(Entries from a pointing dataset)
>>>>
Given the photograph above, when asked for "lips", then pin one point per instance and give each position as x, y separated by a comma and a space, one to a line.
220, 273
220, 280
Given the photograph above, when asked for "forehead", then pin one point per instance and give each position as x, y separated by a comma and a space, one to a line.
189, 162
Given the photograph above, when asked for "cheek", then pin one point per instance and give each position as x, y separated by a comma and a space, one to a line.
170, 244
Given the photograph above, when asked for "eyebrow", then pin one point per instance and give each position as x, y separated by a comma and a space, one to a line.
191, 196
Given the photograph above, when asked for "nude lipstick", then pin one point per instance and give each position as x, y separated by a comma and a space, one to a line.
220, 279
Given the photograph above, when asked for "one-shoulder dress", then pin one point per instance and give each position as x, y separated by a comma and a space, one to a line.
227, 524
<<<<
Rewrite every line of the material above, keeping the requests unchanged. Scale each x and y coordinate in the answers by 0.85 and round to the nearest whole number, with halves rounded up.

Given the photograph above, when asked for "lips", then pin one point per instance and give each position as x, y separated by a comma and a space, one to a line.
187, 232
187, 238
Given the photograph above, when asked for "forehead", then pin one point per instance and give each position as x, y separated by a comma and a space, one to a line.
161, 138
Given the photograph above, when asked for "cheek", then pin one point per instance and give each position as x, y separated by a comma and a space, one to a line.
145, 207
Given the photograph above, when asked for "eyebrow", then pin one point per instance and give each position as x, y separated by a comma and a space, one to a line.
162, 167
Given the photograph above, when asked for "nude lipstick", then pin one point per instance and give each position as x, y separated by a comma and a space, one to a line.
187, 237
Given the photograph above, when asked for "one-shoulder dress", then pin one point per instance and give each position as x, y separated by a comma and a space, one to a line.
193, 445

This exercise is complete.